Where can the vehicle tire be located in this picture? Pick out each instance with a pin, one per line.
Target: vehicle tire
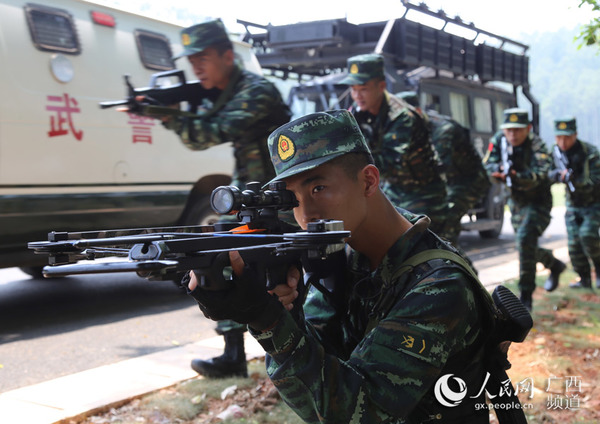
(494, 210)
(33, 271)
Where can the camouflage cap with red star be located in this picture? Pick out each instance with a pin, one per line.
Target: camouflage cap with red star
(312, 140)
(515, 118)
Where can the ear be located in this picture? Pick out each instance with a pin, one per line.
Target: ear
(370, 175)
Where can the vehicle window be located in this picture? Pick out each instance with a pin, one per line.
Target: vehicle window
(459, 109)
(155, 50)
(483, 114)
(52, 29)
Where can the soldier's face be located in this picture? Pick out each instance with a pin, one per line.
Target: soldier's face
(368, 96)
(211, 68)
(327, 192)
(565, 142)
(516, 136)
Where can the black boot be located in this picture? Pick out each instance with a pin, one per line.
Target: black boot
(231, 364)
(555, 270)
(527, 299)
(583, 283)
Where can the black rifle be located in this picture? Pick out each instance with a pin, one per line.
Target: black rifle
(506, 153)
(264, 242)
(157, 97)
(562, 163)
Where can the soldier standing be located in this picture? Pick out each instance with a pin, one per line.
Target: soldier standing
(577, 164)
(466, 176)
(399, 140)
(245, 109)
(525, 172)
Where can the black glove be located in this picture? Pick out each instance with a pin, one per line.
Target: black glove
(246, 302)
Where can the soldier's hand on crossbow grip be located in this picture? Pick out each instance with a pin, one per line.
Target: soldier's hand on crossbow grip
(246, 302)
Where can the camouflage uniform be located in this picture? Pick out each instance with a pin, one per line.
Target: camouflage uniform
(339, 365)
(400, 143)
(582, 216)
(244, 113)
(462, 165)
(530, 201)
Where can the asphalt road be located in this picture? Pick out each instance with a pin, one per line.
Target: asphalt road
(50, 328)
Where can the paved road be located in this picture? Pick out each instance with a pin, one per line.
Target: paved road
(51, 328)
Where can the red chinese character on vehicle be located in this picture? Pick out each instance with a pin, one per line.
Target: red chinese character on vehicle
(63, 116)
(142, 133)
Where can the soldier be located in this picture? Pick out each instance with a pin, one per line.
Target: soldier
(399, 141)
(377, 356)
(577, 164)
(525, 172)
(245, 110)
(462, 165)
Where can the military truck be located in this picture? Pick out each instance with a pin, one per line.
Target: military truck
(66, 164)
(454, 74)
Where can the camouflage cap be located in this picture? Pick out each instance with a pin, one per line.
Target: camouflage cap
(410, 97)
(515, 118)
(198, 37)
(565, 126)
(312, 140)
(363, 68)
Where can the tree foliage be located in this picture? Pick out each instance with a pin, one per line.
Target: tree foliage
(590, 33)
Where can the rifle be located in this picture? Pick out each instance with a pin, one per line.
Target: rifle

————————

- WORK TASK
Every line of the records above should be reproduced exactly, with no pictures included.

- COMPLETED TASK
Where can the vehicle tire be located in this picture? Pick out each instance with a pin, one per line.
Target: vehicle tire
(494, 210)
(33, 271)
Where can the camouflage cap with red star be located in this picture? Pick out each instance with a pin, one per line.
Target: camouflage cap with red star
(312, 140)
(515, 118)
Where can the ear be located in this picture? Pick out each instance with a pin, one per line.
Target: ear
(370, 175)
Where can the vehicle window be located in this picture? Pick out each instance with a pin, one per line.
Target: vehicle window
(459, 109)
(155, 50)
(483, 114)
(52, 29)
Where can the soldier's face be located in this picture? Pick out each instance with a pin, one per line.
Target: soldier's face
(368, 96)
(211, 68)
(327, 192)
(565, 142)
(516, 136)
Where can the black boot be located in this picture? Pick out each instance with a pin, one per line.
Target: black boot
(231, 364)
(555, 270)
(527, 299)
(583, 283)
Where can the black rifle be located in this picture? Pick out each instance with a pin, one per line.
Target: black rifle
(506, 153)
(264, 242)
(157, 97)
(562, 163)
Where can the soldier standing be located in this picture? Pick out each instance with a pin, one per line.
Target: soldier standing
(577, 164)
(466, 176)
(399, 140)
(245, 109)
(525, 172)
Where can the black glove be located in this picture? Pick out each instance with a pin, one per line.
Target: black glove
(246, 302)
Where can the soldier's hand on crossbow grip be located in this picture? Pick out each instance with a pin, one per line.
Target: soldier's hand on crossbow grip
(246, 302)
Where can the camouflage uniform be located in this picture? Pick out each instance with a pin, one per line.
Target: camouflage uniform
(339, 365)
(400, 143)
(582, 216)
(244, 113)
(462, 165)
(530, 201)
Where can the asphalt road be located in this picture? Pick out each instance with a pin, one per line.
Target: asphalt road
(50, 328)
Where can the paved road be located in this picture? Pick out each instance with a pin, one per line.
Target: paved road
(51, 328)
Where can the red chinese character on vehicle be located in this picture? Pick out each instance with a pin, one per line.
Target: red chinese character on vehicle
(63, 116)
(142, 133)
Where can the soldier be located in this picture? Pick out each instance with a pin, one per line.
Target: soldier
(399, 141)
(377, 356)
(577, 164)
(525, 172)
(245, 110)
(462, 165)
Where can the military truck be located in this picture? Pick out each instance with a pin, one per line.
Target: military truck
(66, 164)
(454, 74)
Where can the camouflage cap be located in this picture? Pick out each instance with a pin, one per line.
Target: camouflage cap
(410, 97)
(515, 118)
(198, 37)
(565, 126)
(312, 140)
(363, 68)
Where can the tree foliage be located in this picture? Pick out each instance with a pin, one per line.
Target: tree foliage
(590, 33)
Where can the rifle be located in this picture? Pick out each instance with a pin, one per line.
Target: rifle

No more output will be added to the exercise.